As summer ends, so does my little baby’s sweet first year. Jack has just turned one!
With half of our house under construction, I had considered having his party elsewhere. But in the end I knew I wanted to make that memory at home, despite the chaos. I believe that the walls of a home retain the memories of the past, and I wanted my home to know the memory of Jack’s first birthday. So on September 18, we celebrated our prince.
In the days before his birthday I would watch early videos of Jack to see how much he’d grown in the last 12 months. While I watched the ones where he was just a few days old, all uncoordinated and cross-eyed, I realized just how foggy our memories are. Was that really my Jack? He was so tiny and so different from the walking, outgoing boy he is now. Why is it that so much of our past is forgotten or hazy?
I think that’s why traditions are important. As we live our lives, the past quickly leaves us. We hold onto little fragments of memories, sweet moments that make us smile, but most of the past slips away, perhaps hidden deep in our minds. Traditions help to link us back to our forgotten past and keep us connected to the memories of our family, because otherwise we just forget.
It wasn’t until recently, as Jack has started to say his first words, that I have begun to think about what I want to teach him, and what traditions I want to raise him with, new and old. I know I want to pass down many of the traditions that I grew up with, but I also want to start new ones with our family.
So, for Jack’s birthday, we incorporated a few different traditions, some from our families, and some traditional (like singing “Happy Birthday” and then having Jack smash his cake). But we also started one of our own. We are calling it The Birthday Rug.
It’s a wool shag rug that I have, currently in Jack’s room.

— Exercise 1 —
Locate every line of the rows that contains the string "query" and copy each one. Matching is case-sensitive.
The rows have no connection to the birthday post.

— Data shown —
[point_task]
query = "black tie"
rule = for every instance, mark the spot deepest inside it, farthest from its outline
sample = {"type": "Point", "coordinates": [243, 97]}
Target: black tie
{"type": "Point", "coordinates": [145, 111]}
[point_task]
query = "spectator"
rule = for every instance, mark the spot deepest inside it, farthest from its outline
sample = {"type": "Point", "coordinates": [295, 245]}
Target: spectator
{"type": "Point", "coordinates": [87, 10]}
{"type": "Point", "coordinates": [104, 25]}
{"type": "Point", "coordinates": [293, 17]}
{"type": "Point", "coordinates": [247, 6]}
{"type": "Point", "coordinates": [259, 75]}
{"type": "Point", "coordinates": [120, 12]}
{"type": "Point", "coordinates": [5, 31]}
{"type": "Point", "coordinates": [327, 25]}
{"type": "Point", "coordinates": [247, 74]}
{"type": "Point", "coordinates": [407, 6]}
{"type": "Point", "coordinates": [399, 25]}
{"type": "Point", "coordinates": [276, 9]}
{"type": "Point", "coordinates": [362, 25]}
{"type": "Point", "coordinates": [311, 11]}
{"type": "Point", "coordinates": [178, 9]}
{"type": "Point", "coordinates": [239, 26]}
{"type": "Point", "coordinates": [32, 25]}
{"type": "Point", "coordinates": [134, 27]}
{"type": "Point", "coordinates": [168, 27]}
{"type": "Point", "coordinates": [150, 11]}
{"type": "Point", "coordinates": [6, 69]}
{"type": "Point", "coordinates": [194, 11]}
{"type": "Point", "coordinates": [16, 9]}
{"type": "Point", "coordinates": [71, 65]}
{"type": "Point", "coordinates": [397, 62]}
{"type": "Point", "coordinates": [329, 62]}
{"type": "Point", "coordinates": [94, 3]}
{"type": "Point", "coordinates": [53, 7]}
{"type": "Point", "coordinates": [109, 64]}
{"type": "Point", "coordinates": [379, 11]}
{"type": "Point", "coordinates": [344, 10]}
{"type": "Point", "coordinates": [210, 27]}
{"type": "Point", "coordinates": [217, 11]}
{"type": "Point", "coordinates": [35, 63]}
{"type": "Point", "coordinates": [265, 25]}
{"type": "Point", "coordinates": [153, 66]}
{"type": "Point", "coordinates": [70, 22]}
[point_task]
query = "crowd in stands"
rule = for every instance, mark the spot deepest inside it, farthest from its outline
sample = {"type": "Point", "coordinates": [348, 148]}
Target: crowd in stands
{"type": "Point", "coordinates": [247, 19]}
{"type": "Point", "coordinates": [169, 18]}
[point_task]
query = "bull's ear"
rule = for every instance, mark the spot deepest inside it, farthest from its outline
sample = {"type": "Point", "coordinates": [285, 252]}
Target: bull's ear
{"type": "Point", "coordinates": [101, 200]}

— Exercise 2 —
According to the birthday post, why did the writer hold Jack's party at home even though half the house was under construction? Answer in one to three sentences.

— Finished answer 1 —
query = "black tie"
query = "spectator"
query = "crowd in stands"
query = "bull's ear"

— Finished answer 2 —
The writer believes the walls of a home retain the memories of the past. The writer wanted the home to know the memory of Jack's first birthday, so they chose to make that memory there despite the chaos.